Show each line of the data below that contains the string "blurred".

= = =

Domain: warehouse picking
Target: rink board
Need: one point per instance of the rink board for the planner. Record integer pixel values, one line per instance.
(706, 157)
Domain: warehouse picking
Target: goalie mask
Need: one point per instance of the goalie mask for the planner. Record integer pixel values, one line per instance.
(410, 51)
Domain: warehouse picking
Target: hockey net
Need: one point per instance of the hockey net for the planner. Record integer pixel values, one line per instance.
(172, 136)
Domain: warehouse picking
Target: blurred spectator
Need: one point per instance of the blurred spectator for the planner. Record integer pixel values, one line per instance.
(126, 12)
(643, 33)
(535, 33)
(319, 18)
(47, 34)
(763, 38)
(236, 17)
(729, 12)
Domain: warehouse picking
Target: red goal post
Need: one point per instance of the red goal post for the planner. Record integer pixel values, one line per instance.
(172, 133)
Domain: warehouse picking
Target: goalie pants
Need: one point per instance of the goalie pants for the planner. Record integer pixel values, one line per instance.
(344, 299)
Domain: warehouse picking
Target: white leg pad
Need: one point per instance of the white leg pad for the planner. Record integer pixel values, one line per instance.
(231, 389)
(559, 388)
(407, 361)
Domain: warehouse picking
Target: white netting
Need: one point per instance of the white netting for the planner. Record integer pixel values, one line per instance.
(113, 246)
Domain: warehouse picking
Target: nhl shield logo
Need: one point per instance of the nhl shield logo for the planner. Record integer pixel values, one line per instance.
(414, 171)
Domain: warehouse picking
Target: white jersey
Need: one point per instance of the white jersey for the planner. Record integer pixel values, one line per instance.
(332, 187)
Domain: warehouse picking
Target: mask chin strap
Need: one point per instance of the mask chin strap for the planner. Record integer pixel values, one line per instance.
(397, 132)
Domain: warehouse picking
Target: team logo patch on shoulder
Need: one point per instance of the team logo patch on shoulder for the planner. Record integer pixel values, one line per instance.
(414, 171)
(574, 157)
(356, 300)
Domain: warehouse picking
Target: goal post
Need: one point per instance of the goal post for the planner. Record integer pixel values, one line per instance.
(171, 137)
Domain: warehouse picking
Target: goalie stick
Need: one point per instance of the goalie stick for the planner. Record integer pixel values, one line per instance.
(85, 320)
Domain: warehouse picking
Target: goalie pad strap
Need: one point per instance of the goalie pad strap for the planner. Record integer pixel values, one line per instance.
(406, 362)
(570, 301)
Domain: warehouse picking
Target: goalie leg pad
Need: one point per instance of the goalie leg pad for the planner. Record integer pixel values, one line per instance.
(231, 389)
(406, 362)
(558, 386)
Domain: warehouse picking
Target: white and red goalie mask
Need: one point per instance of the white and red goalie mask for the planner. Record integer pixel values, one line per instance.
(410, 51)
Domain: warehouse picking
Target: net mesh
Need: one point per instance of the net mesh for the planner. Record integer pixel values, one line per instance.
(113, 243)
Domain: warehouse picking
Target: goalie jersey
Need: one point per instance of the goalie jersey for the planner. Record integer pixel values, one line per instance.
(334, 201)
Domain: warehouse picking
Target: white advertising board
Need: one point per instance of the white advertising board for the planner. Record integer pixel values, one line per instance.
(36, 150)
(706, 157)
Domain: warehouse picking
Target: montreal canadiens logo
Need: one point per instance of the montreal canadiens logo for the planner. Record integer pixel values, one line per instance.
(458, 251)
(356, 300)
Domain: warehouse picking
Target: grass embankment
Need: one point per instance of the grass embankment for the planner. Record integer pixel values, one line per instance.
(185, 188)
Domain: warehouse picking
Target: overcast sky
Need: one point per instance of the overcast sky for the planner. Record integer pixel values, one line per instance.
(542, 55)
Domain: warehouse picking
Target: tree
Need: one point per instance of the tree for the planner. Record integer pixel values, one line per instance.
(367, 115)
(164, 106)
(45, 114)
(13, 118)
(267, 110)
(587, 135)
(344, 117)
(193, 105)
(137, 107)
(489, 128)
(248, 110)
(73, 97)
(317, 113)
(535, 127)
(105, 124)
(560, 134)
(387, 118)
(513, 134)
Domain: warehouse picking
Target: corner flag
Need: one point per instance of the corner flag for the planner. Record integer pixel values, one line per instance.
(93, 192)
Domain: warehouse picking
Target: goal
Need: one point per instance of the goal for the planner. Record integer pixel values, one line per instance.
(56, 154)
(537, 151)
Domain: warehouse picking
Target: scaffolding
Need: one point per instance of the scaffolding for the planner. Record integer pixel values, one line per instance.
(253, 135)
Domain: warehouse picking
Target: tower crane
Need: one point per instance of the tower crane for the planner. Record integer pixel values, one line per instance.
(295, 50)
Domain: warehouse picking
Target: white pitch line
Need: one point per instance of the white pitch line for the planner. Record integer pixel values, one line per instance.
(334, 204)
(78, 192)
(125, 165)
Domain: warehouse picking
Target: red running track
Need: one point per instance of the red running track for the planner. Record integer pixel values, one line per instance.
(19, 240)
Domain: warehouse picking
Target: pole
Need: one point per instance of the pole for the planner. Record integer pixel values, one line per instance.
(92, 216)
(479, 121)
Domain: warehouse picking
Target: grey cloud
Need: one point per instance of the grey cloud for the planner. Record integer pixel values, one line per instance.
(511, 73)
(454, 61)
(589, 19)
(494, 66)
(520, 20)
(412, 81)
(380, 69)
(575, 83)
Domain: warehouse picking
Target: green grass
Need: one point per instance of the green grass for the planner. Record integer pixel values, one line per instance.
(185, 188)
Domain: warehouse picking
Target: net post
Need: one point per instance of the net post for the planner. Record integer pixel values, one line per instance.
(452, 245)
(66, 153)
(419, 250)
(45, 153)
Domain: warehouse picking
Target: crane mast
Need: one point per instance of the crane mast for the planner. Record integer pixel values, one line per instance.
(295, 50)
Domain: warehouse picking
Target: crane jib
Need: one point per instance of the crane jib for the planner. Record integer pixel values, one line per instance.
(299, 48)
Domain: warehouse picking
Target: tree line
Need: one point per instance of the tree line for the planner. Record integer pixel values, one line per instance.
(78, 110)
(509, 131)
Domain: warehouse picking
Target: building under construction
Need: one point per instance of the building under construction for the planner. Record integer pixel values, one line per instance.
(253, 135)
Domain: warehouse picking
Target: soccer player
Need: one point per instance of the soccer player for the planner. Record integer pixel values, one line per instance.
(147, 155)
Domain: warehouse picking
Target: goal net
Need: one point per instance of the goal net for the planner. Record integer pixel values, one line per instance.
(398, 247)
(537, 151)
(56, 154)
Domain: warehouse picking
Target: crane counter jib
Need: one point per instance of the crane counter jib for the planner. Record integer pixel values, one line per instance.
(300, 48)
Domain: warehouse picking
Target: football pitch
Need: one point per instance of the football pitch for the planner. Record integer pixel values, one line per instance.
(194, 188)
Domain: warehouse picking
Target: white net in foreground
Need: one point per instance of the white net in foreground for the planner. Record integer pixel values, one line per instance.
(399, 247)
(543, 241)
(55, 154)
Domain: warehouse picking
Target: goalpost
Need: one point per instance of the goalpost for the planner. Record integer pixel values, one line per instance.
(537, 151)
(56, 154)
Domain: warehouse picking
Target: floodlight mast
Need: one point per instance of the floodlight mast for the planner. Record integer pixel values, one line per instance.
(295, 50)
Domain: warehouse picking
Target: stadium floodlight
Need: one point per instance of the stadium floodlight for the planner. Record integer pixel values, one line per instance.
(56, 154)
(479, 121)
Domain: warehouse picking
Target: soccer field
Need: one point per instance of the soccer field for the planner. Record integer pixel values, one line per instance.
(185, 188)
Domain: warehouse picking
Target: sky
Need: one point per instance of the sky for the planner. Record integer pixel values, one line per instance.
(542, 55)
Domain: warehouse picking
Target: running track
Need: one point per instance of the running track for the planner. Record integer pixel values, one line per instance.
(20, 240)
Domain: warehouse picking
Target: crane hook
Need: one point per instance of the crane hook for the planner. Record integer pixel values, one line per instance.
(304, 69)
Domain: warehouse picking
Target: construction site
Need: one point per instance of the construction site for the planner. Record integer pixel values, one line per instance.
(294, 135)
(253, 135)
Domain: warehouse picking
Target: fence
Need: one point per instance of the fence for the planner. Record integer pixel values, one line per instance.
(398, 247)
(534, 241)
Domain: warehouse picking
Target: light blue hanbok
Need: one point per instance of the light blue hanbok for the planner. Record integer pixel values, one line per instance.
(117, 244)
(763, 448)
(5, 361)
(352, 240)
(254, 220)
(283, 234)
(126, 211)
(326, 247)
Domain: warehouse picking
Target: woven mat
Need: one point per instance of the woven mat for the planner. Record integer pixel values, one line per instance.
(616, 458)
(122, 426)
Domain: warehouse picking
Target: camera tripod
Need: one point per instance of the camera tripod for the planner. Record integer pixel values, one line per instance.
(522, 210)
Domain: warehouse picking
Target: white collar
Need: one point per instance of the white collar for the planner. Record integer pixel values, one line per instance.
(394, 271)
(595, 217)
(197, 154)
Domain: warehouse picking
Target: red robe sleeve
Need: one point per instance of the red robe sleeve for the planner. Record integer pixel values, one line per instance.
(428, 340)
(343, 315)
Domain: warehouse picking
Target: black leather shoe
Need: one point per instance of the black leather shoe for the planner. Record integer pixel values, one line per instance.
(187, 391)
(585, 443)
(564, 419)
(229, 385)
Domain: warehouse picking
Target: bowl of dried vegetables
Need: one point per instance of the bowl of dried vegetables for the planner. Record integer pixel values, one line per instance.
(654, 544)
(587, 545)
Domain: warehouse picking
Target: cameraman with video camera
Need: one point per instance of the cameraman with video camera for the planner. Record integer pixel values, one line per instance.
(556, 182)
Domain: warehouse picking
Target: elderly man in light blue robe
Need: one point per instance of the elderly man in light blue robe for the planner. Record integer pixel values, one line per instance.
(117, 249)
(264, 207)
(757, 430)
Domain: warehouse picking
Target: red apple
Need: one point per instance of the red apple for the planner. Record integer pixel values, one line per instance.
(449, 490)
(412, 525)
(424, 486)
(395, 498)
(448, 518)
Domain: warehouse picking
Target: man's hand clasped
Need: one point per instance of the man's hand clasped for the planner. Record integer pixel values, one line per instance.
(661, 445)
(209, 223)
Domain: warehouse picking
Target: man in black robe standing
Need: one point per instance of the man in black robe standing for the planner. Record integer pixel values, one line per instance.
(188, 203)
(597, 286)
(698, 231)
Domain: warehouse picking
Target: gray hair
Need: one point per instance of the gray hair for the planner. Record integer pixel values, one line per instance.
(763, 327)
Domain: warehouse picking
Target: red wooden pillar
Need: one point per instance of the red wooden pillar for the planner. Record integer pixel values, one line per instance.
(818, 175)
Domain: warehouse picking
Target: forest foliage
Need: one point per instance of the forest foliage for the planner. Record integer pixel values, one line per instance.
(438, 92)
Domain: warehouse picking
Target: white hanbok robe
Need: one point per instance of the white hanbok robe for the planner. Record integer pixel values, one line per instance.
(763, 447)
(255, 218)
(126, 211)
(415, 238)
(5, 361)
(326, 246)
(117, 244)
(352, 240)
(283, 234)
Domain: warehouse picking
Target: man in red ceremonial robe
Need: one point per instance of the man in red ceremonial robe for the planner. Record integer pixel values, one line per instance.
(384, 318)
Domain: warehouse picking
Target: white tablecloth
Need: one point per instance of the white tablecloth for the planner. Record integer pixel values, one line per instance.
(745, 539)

= = =

▶ **EXERCISE SOLUTION**
Target: blurred spectator
Need: one point per instance of the blurred spectator for the planner. Record integer pixel values, one line per instance.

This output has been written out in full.